§ **Exercise goal**
In the article about the British Chambers of Commerce outlook, to what figure did the ONS revise its forecast for UK GDP growth in 2013?

§ **Provided text**
Start
The slightest hint of optimism from an official-sounding body and we all think the good times are on their way back, right? This time it’s the British Chambers of Commerce, which say that a strong performance from the service industries in the first three months of 2013 will help keep us out of the dreaded triple-dip recession. It also says that the weakness of the pound against the dollar and the euro has given exports a boost, too.
The difficulty is that the ONS data says completely the opposite: according the official figures UK exports are down. But this is the point the BCC is making, that the official figures are too pessimistic, and that the trade body’s members are relaying a different story about trading conditions. It even reckons that total export balances for the services industries were at their highest since the record high of 1994.
But dig a little deeper, and the data are still shaky. In its survey of around 7,000 UK companies, the BCC said that there was significant improvement in manufacturing order books and output for example, but that the number of jobs in the sector has fallen. And even with manufacturing, the CIPS Markit figures show that manufacturing PMIs edged a little higher to 48.3, but anything below 50 indicates contraction, so it’s not that good.
And given that the ONS revised down its forecast for GDP growth in 2013 from 1.2% to 0.6% just a couple of weeks ago, it’s hardly time to crack open the Bolly.
The BCC, despite its optimism, said that it does not feel chancellor George Osborne’s policies for growth are ‘good enough’. John Longworth, BCC director general, said: ‘Despite confidence rising, the prospect we face is still for a period of slow growth. We need to be more ambitious and that needs big bold action, and soon.’
But this is in the vein of practically every other I’ve-got-no-alternative-ideas commentator. Calls for ‘bold action’, ‘strong leadership’, and ‘new direction’ are all well and good, but they don’t tell us specifically what the BCC wants to see.
End
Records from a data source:
Start
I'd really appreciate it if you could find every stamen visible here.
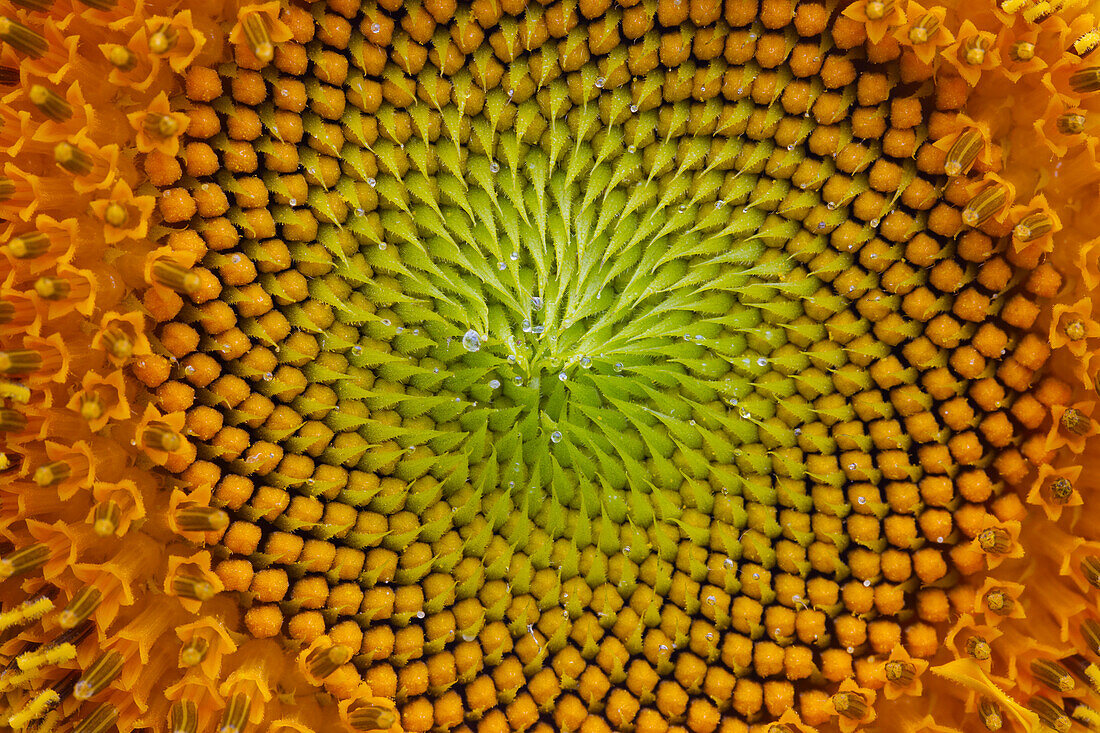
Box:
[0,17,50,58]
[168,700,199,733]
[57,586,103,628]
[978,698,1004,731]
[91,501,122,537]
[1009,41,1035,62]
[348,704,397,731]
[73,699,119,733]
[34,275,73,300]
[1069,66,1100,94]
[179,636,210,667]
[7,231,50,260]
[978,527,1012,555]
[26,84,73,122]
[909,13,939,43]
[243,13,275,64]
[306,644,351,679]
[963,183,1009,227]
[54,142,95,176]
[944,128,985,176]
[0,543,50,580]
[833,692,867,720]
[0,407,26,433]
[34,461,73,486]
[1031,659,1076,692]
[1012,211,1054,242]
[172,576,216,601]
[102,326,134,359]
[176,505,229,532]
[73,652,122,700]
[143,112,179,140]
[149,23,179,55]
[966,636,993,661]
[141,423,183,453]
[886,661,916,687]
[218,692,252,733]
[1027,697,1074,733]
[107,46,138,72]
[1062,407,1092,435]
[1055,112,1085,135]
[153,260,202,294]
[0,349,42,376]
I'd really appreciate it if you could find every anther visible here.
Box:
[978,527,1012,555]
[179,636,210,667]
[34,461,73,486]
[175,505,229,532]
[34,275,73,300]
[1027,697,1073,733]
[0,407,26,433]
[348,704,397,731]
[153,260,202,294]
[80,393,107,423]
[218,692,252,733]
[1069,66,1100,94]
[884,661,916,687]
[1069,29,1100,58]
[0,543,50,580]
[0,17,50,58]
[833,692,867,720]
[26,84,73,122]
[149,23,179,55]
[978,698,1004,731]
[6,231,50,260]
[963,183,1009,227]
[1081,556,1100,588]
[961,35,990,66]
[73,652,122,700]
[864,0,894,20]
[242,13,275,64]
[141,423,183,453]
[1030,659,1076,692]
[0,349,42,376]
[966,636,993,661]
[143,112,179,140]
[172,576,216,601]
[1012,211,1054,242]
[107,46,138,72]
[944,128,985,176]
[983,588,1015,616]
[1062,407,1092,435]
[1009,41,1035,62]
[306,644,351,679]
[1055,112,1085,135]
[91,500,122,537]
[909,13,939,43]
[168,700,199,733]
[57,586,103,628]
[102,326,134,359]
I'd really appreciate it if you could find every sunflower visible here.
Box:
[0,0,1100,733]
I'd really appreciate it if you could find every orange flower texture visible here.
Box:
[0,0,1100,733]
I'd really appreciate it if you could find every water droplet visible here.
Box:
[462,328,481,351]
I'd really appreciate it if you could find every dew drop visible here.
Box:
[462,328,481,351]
End
Start
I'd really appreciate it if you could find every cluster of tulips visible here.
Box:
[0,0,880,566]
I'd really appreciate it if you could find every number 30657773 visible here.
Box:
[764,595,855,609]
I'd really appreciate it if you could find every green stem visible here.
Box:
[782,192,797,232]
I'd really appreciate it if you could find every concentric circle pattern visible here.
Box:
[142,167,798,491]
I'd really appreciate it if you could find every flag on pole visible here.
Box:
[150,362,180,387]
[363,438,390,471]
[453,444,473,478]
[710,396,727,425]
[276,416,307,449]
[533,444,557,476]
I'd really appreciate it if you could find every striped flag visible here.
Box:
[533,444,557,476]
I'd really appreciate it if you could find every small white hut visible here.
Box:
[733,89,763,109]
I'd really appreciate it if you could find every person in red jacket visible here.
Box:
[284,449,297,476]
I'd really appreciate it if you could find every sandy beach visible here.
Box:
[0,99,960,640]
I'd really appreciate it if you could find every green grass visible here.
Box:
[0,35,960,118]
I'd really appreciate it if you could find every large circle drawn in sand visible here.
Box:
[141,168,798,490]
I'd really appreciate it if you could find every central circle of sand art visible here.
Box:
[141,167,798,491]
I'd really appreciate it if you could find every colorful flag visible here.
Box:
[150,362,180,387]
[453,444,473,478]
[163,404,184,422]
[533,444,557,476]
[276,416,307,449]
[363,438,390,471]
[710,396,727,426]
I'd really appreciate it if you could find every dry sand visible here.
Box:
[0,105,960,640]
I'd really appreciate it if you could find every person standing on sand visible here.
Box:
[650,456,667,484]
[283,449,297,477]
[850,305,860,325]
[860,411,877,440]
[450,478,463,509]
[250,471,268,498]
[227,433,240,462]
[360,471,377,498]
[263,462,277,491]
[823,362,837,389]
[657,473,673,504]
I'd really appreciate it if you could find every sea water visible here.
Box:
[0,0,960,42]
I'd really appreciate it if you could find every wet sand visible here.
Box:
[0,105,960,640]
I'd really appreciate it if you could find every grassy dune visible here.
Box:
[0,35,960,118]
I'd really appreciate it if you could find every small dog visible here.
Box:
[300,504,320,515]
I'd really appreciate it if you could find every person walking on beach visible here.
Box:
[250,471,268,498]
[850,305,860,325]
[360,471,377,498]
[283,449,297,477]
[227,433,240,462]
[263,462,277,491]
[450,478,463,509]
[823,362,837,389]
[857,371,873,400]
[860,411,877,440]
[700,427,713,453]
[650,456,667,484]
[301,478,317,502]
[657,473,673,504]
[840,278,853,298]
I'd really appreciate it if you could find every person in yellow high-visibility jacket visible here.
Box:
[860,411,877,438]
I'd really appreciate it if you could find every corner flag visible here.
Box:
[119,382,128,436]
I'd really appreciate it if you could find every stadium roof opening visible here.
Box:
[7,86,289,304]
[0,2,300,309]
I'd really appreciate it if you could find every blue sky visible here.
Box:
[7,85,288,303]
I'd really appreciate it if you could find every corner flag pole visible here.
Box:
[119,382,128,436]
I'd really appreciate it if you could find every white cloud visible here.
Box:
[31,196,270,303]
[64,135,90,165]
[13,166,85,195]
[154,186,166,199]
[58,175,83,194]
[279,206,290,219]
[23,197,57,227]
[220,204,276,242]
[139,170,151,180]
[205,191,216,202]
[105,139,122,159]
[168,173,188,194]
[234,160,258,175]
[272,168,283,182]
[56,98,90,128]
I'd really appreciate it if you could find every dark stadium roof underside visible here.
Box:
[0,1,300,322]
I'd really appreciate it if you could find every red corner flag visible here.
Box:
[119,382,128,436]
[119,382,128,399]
End
§ **Written solution**
The ONS revised it down to 0.6%, from 1.2%.